Start Records provided
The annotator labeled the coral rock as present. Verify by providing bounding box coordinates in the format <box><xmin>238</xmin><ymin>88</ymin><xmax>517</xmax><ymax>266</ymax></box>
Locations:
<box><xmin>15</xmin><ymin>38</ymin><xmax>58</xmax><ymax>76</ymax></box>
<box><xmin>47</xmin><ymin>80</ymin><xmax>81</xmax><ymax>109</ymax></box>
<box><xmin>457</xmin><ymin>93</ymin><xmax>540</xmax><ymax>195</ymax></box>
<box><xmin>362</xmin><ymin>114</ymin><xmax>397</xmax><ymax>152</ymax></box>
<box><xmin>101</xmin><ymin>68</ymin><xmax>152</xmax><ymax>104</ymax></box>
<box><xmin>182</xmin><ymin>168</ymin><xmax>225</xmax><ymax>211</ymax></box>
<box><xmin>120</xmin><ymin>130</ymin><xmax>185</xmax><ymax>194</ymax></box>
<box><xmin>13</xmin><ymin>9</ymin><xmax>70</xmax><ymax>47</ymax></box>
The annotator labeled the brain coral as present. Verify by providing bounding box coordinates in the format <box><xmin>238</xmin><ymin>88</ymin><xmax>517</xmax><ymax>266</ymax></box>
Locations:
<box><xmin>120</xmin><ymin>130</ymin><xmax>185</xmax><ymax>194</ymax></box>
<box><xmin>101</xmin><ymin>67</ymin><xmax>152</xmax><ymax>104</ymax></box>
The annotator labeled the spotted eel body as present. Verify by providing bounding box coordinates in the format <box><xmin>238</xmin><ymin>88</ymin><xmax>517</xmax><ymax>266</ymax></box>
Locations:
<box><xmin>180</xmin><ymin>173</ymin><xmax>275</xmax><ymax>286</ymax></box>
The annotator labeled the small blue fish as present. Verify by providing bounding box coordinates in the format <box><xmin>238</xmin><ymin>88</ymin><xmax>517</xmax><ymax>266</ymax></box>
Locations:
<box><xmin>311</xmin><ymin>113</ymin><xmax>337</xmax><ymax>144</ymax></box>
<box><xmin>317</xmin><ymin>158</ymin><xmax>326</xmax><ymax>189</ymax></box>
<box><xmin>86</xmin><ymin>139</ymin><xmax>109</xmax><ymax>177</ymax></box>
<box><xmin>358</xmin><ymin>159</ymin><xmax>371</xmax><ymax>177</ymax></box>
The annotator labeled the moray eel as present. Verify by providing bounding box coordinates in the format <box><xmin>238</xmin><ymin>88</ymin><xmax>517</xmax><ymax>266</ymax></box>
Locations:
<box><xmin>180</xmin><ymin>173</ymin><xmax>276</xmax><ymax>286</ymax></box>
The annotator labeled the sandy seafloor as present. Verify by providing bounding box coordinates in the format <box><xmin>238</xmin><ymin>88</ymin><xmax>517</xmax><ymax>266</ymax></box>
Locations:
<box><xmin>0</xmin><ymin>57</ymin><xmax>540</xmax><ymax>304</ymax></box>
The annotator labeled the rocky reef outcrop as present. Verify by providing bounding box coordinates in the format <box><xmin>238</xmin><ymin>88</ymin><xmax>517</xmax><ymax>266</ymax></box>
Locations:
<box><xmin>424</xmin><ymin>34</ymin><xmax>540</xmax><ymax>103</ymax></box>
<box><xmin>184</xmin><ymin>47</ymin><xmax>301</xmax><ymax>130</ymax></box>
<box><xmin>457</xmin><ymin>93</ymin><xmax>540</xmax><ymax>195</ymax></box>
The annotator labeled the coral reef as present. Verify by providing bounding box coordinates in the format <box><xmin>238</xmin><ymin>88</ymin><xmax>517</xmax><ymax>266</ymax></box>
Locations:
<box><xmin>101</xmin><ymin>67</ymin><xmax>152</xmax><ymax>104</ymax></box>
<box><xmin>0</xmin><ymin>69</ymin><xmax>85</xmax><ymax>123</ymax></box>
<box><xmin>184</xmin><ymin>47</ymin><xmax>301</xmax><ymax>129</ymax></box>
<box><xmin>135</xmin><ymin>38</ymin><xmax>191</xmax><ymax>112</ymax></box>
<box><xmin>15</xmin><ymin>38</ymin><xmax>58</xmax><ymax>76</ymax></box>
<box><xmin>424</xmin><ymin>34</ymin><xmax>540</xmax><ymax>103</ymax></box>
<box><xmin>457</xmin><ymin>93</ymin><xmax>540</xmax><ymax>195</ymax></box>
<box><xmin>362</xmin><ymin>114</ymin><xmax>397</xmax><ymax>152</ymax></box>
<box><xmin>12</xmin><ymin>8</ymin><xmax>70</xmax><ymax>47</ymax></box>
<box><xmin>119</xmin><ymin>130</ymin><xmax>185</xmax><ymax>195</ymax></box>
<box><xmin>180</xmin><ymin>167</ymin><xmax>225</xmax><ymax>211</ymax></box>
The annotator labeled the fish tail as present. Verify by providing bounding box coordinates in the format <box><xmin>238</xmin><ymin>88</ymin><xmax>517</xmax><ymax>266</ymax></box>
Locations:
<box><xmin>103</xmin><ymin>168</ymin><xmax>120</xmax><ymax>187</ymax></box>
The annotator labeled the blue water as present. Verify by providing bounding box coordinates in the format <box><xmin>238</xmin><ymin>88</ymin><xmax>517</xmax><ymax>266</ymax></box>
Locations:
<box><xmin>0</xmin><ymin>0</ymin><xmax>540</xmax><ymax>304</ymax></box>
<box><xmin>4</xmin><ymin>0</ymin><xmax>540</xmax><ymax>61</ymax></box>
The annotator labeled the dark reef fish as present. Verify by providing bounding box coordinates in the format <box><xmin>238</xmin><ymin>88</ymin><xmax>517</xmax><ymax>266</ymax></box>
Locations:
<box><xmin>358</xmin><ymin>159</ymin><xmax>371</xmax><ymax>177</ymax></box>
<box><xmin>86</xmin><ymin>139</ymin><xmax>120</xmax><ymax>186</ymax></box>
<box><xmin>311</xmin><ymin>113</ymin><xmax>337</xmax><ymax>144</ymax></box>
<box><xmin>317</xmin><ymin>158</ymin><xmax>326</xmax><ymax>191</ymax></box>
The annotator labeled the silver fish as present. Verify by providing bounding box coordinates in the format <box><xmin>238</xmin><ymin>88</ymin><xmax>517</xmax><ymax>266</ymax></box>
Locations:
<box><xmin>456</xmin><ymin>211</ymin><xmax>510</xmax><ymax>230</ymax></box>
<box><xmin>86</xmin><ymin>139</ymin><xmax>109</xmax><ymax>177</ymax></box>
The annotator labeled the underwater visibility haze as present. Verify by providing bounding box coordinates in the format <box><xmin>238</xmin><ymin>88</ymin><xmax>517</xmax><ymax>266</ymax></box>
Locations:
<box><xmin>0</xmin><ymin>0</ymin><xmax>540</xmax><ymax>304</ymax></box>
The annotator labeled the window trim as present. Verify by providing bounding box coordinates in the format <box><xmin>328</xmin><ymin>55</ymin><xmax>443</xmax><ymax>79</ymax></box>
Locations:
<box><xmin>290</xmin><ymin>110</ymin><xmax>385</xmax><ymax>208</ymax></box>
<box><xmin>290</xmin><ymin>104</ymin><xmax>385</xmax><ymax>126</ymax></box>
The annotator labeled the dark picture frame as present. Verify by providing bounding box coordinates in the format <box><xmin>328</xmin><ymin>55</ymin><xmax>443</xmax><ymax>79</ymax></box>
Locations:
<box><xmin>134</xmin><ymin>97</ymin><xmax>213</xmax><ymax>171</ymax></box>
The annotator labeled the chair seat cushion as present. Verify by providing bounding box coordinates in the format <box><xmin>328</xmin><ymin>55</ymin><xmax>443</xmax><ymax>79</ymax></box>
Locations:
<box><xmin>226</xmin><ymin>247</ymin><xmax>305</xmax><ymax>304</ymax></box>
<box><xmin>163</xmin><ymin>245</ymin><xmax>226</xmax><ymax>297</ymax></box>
End Records provided
• **Written task**: Put the lines of the rows above, from the line containing "The annotator labeled the silver" through the end of the rows, into a JSON list of strings with one string per line, leaving out blank lines.

• **Output for this exercise**:
[
  "The annotator labeled the silver fish as present. Verify by providing bounding box coordinates in the format <box><xmin>238</xmin><ymin>88</ymin><xmax>517</xmax><ymax>266</ymax></box>",
  "Locations:",
  "<box><xmin>456</xmin><ymin>211</ymin><xmax>510</xmax><ymax>230</ymax></box>",
  "<box><xmin>86</xmin><ymin>139</ymin><xmax>109</xmax><ymax>177</ymax></box>",
  "The annotator labeled the underwater visibility haze as present. Verify by providing bounding box coordinates in the format <box><xmin>238</xmin><ymin>88</ymin><xmax>517</xmax><ymax>266</ymax></box>",
  "Locations:",
  "<box><xmin>0</xmin><ymin>0</ymin><xmax>540</xmax><ymax>304</ymax></box>",
  "The annotator labeled the window trim as present. Verify by providing bounding box coordinates in the format <box><xmin>328</xmin><ymin>55</ymin><xmax>443</xmax><ymax>79</ymax></box>",
  "Locations:",
  "<box><xmin>290</xmin><ymin>110</ymin><xmax>385</xmax><ymax>208</ymax></box>",
  "<box><xmin>290</xmin><ymin>104</ymin><xmax>385</xmax><ymax>126</ymax></box>",
  "The annotator labeled the dark picture frame as present. Verify by providing bounding box coordinates in the format <box><xmin>328</xmin><ymin>55</ymin><xmax>443</xmax><ymax>79</ymax></box>",
  "Locations:",
  "<box><xmin>134</xmin><ymin>97</ymin><xmax>213</xmax><ymax>171</ymax></box>",
  "The annotator labeled the chair seat cushion as present. Verify by providing bounding box coordinates in the format <box><xmin>328</xmin><ymin>55</ymin><xmax>443</xmax><ymax>79</ymax></box>",
  "Locations:",
  "<box><xmin>226</xmin><ymin>247</ymin><xmax>305</xmax><ymax>304</ymax></box>",
  "<box><xmin>163</xmin><ymin>245</ymin><xmax>226</xmax><ymax>297</ymax></box>"
]